- _DOKUMEN_:
====

Perang nuklir merupakan sebuah istilah yang digunakan dalam peperangan antara pihak-pihak yang menggunakan nuklir sebagai senjata utama untuk menyerang satu sama lain. Pada era tersebut, sifat perang mulai mengalami pergeseran dari adu kekuatan militer konvensional yang melibatkan tank dan pesawat-pesawat tempur menjadi perang adu nuklir. Dengan skala kehancuran yang mengerikan, maka kedua Negara hanya saling menggertak satu sama lain meski permusuhan ideologi diantara mereka sangat kuat. Oleh karena itu nuklir tidak pernah benar-benar digunakan baik bersifat taktis maupun strategis dalam operasi Amerika Serikat dan Uni Soviet meski keduanya saling memiliki dengan daya hancur yang sangat dahsyat. Meski demikian, perlombaan dan aksi saling menggertak masih menimbulkan gejala. Salah satu contoh adalah ketika terjadi krisis Kuba (Cuban Crisis) pada 1962 di Teluk Babi yang dipicu oleh Uni Soviet dengan berusaha mengirim nuklir ke Kuba, namun pada akhirnya berhasil dicegah oleh Amerika Serikat.

Gejala lain yang terlihat yaitu saling memperlihatkan kapasitas mereka dengan melakukan uji coba nuklir. Pada 1952, Amerika Serikat melakukan uji coba dengan meledakkan H-Bomb. Bomb jenis ini berukuran lebih kecil dari bom yang dipakai Amerika Serikat untuk meledakkan Hiroshima, namun dengan kekuatan 2500 kali lipat lebih kuat. Sedangkan Uni Soviet memproduksi H-Bomb pada tahun 1953 untuk mengimbangi Amerika Serikat.[1] Dapat dibayangkan bagaimana yang akan terjadi apabila bom ini diledakkan. Hal ini benar-benar membuat stabilitas internasional semakin terancam.

====

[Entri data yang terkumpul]

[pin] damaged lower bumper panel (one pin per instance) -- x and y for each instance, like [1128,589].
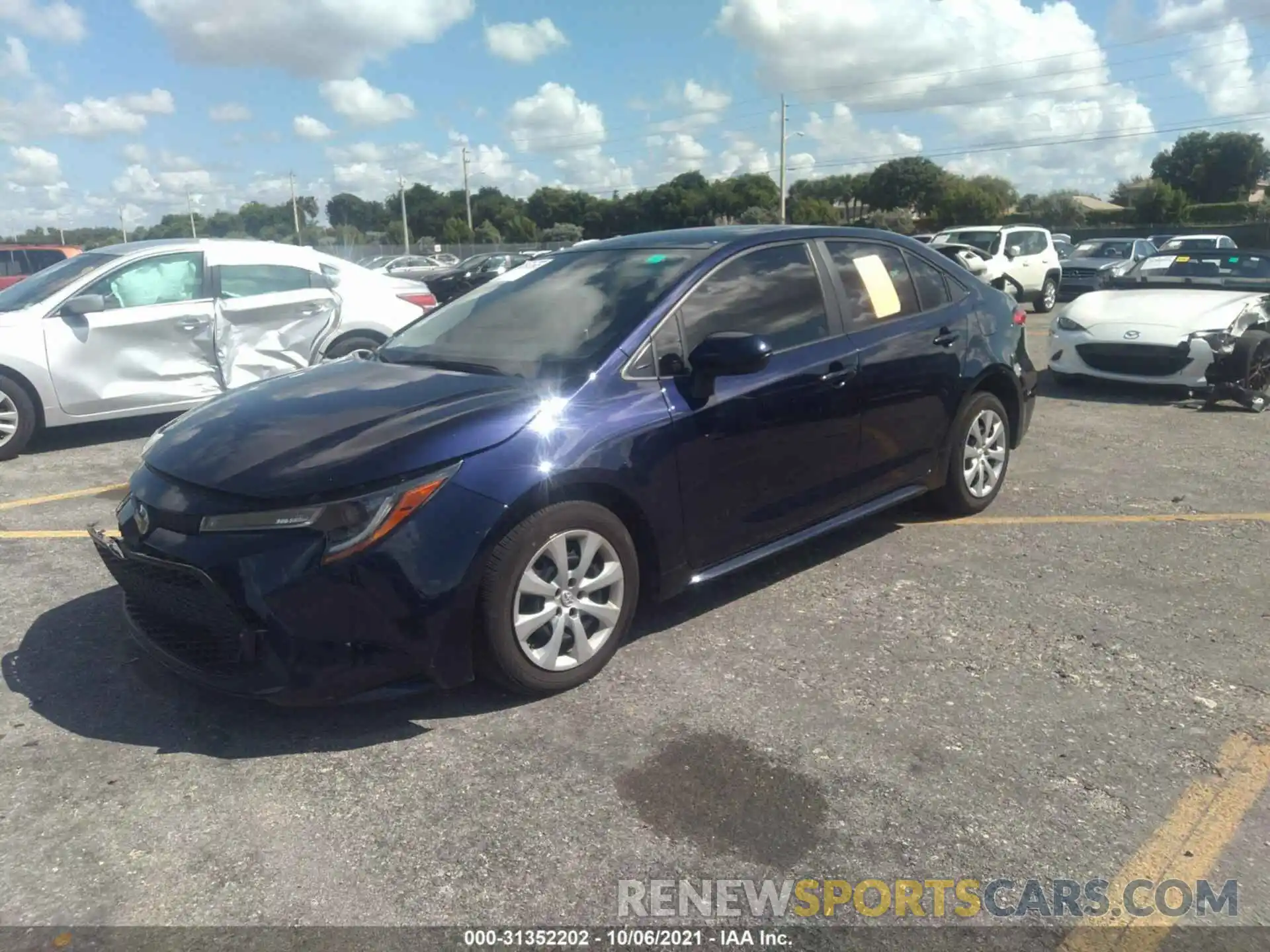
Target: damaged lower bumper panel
[190,625]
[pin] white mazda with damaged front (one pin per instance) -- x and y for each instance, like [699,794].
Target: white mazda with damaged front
[1199,321]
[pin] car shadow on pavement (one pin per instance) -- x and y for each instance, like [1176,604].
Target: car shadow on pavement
[87,434]
[702,600]
[1103,391]
[79,668]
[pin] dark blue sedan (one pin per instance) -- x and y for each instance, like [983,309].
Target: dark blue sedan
[499,485]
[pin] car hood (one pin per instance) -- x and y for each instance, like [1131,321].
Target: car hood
[1091,262]
[338,426]
[1187,310]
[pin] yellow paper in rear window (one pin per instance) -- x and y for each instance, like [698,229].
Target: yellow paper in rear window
[882,291]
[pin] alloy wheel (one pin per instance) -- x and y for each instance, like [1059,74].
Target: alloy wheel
[984,454]
[568,600]
[8,418]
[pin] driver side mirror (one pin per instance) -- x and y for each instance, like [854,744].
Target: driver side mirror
[728,353]
[83,305]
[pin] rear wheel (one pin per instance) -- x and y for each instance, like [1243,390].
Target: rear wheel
[17,418]
[343,348]
[1048,298]
[980,457]
[558,597]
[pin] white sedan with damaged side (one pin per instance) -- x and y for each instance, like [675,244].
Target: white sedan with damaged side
[1199,321]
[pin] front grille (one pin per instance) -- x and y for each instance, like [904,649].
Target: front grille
[1136,360]
[183,612]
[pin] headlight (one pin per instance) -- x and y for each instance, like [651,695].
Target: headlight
[351,526]
[1222,342]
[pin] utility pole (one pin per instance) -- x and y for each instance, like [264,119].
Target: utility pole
[295,207]
[785,120]
[405,226]
[468,192]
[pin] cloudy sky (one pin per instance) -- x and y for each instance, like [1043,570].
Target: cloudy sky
[108,104]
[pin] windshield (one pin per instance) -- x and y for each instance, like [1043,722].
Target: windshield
[553,319]
[50,281]
[987,241]
[1189,244]
[1104,249]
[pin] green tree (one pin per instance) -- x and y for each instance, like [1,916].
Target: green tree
[813,211]
[456,233]
[1160,204]
[488,234]
[566,233]
[906,183]
[1213,168]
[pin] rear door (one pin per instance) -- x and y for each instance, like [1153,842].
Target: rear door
[151,346]
[910,323]
[771,452]
[271,319]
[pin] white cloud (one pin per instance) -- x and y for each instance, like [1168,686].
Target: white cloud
[229,112]
[93,118]
[524,42]
[34,167]
[15,61]
[371,171]
[556,121]
[325,38]
[365,104]
[887,56]
[309,127]
[56,20]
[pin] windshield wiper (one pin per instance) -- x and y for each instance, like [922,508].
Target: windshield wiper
[441,364]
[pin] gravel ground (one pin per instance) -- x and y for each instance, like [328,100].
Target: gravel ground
[1020,698]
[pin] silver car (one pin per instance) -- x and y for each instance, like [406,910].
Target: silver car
[161,327]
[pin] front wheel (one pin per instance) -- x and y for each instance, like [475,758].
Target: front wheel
[558,597]
[980,457]
[17,418]
[1048,298]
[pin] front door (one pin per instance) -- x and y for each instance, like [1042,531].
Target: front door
[910,321]
[270,320]
[771,452]
[151,347]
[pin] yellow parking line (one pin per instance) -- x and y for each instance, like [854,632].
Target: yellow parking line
[1089,520]
[1185,847]
[50,534]
[60,496]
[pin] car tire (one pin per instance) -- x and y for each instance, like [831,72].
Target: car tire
[976,426]
[1250,361]
[17,418]
[508,593]
[343,348]
[1048,298]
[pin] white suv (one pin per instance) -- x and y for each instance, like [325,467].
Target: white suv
[1025,253]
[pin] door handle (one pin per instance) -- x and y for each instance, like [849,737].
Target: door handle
[837,375]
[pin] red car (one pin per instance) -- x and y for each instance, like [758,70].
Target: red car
[18,262]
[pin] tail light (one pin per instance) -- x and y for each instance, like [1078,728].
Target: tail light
[426,300]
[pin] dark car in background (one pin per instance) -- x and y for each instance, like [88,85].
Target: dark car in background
[18,262]
[472,273]
[1095,262]
[505,481]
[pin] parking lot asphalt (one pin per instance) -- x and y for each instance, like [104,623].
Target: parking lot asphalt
[1033,694]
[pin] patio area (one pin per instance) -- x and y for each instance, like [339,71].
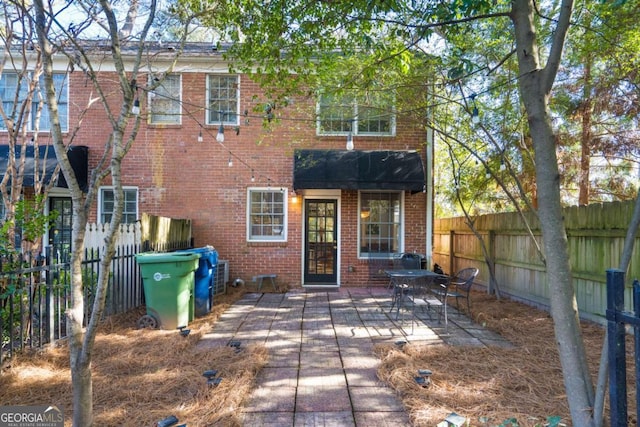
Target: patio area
[322,368]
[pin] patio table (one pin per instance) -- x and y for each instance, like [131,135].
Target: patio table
[404,282]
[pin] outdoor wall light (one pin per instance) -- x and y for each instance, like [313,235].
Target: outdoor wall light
[349,141]
[475,115]
[220,135]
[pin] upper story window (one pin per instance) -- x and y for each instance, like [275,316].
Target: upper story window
[223,95]
[106,204]
[380,223]
[11,85]
[370,115]
[267,215]
[165,102]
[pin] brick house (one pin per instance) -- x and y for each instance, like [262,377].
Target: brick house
[281,193]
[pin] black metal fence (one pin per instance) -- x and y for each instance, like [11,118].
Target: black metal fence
[35,294]
[617,319]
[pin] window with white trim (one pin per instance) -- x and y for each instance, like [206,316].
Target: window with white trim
[165,101]
[106,204]
[267,215]
[380,223]
[223,94]
[9,83]
[371,115]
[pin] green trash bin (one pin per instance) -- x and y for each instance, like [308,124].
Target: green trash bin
[168,282]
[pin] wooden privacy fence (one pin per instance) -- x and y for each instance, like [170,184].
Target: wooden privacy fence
[617,318]
[595,236]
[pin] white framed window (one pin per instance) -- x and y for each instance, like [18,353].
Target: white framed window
[106,203]
[9,88]
[266,215]
[223,99]
[372,115]
[380,223]
[165,101]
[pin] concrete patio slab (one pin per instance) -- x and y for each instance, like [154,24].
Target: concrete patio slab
[321,369]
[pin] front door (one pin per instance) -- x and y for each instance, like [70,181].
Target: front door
[321,242]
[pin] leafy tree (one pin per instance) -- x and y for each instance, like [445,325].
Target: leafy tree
[21,114]
[102,20]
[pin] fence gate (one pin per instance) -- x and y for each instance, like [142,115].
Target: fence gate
[617,318]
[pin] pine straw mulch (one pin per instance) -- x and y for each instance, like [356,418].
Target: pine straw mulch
[491,385]
[142,376]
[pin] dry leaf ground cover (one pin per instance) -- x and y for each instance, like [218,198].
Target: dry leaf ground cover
[143,376]
[491,385]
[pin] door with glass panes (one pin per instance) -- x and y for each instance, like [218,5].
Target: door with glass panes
[60,230]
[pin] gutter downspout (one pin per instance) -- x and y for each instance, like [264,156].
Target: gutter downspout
[429,184]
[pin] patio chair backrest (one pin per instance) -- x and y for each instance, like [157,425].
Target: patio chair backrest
[407,261]
[463,280]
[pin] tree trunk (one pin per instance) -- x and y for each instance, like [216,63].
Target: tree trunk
[535,85]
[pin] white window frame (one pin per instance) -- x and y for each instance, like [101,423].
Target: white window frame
[229,116]
[172,113]
[362,223]
[347,116]
[101,209]
[282,236]
[63,103]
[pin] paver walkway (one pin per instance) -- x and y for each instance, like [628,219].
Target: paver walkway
[322,369]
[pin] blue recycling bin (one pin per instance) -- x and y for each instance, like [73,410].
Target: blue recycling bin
[204,276]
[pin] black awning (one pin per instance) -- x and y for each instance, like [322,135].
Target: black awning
[358,170]
[47,161]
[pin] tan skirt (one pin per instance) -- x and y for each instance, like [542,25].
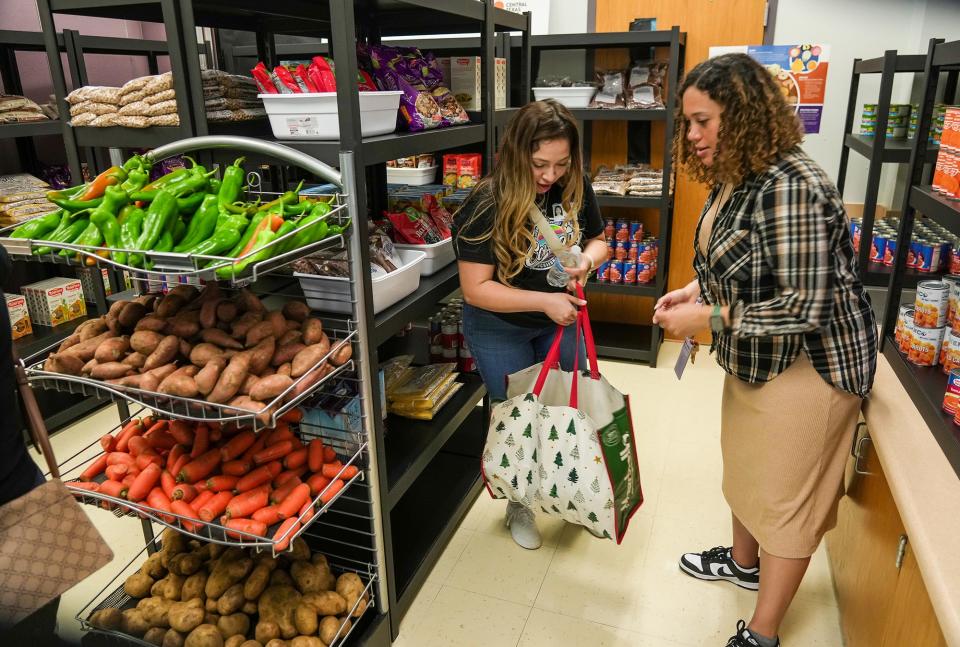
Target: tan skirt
[785,445]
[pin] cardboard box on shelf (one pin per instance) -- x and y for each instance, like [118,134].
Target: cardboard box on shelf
[466,83]
[19,316]
[55,301]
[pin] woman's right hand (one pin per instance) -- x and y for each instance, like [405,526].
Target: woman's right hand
[561,307]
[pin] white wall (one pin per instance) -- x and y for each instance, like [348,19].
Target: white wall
[862,29]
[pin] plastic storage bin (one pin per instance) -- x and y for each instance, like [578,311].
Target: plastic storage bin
[313,115]
[570,97]
[332,293]
[439,255]
[412,176]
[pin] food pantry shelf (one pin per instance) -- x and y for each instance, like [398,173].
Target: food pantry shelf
[926,386]
[942,210]
[410,445]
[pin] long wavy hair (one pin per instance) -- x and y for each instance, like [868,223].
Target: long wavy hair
[756,127]
[511,191]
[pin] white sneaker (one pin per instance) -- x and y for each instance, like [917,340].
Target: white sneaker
[523,526]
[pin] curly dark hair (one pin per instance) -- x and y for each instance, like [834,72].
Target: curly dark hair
[756,128]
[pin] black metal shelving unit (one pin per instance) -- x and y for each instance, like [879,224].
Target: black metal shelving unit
[879,150]
[428,472]
[925,385]
[638,342]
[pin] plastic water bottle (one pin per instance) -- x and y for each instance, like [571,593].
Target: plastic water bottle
[557,276]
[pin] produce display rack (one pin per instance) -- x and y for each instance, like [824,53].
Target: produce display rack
[639,342]
[925,385]
[880,151]
[406,525]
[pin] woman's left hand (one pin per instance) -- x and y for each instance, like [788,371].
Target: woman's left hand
[684,319]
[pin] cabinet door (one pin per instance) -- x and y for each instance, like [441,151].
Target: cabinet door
[863,551]
[912,620]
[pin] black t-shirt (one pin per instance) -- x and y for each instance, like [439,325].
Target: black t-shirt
[533,276]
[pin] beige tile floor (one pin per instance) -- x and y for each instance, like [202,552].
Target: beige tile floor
[575,590]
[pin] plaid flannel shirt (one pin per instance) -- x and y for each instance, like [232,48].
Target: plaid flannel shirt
[780,254]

====

- _TUJUAN LATIHAN_: Lanjutkan teks tentang perang nuklir, dimulai tepat setelah kalimat terakhirnya.

- _HASIL AKHIR_:
Strategi Nuklir

Pasca terujinya efek kedahsyatan nuklir yang terjadi pada Hiroshima dan Nagasaki, nuklir mulai mampu menjadi instrumen maupun komposisi dalam pembuatan kebijakan dan menjadi salah satu faktor dalam perumusan kebijakan luar negeri bagi Negara yang memilikinya. Terminologi strategi nuklir, yaitu penggunaan strategi nuklir untuk mencapai kepentingan dalam politik internasional muncul seiring dengan penggunaan instrumen ini dalam pembuatan kebijakan luar negeri. Namun pertentangan mulai muncul terkait daya hancurnya. Disatu sisi pihak berpendapat bahwa nuklir tidak dapat digunakan karena terlalu berbahaya dan tidak ada jaminan keselamatan dalam pengembangannya. Namun disisi lain berpendapat, dengan kelebihan nuklir akan mampu menjadi senjata yang tak tertandingi oleh senjata apapun.[2]

Mengacu pada pertentangan tersebut, baik menggunakan nuklir atau tidak, nuklir telah mampu mengisi tempat dalam perumusan sebuah kebijakan luar negeri suatu Negara. Selama perang dingin, konsep strategi yang paling populer dari kebijakan penggunaan nuklir sebagai sebuah instrumen politik maupun militer adalah dalam penggunaannya sebagai sebuah alat untuk mencipatakan kondisi deterrence. Secara umum, deterrence dapat diartikan sebagai ancaman yang berpotensi menimbulkan lebih banyak kerugian dibandingkan keuntungan apabila suatu pihak melakukan serangan, sehingga membuatnya memutuskan untuk tidak melakukan serangan tersebut. Penciptaan kondisi ini sangat terasa dalam relasi Amerika Serikat dan Uni Soviet selama era perang dingin.

Mengenai deterrence ini, Herman Kahn dalam bukunya On Thermonuclear War membagi tiga kategori deterrence nuklir.

Tipe I : Deterrence atas serangan langsung terhadap negara.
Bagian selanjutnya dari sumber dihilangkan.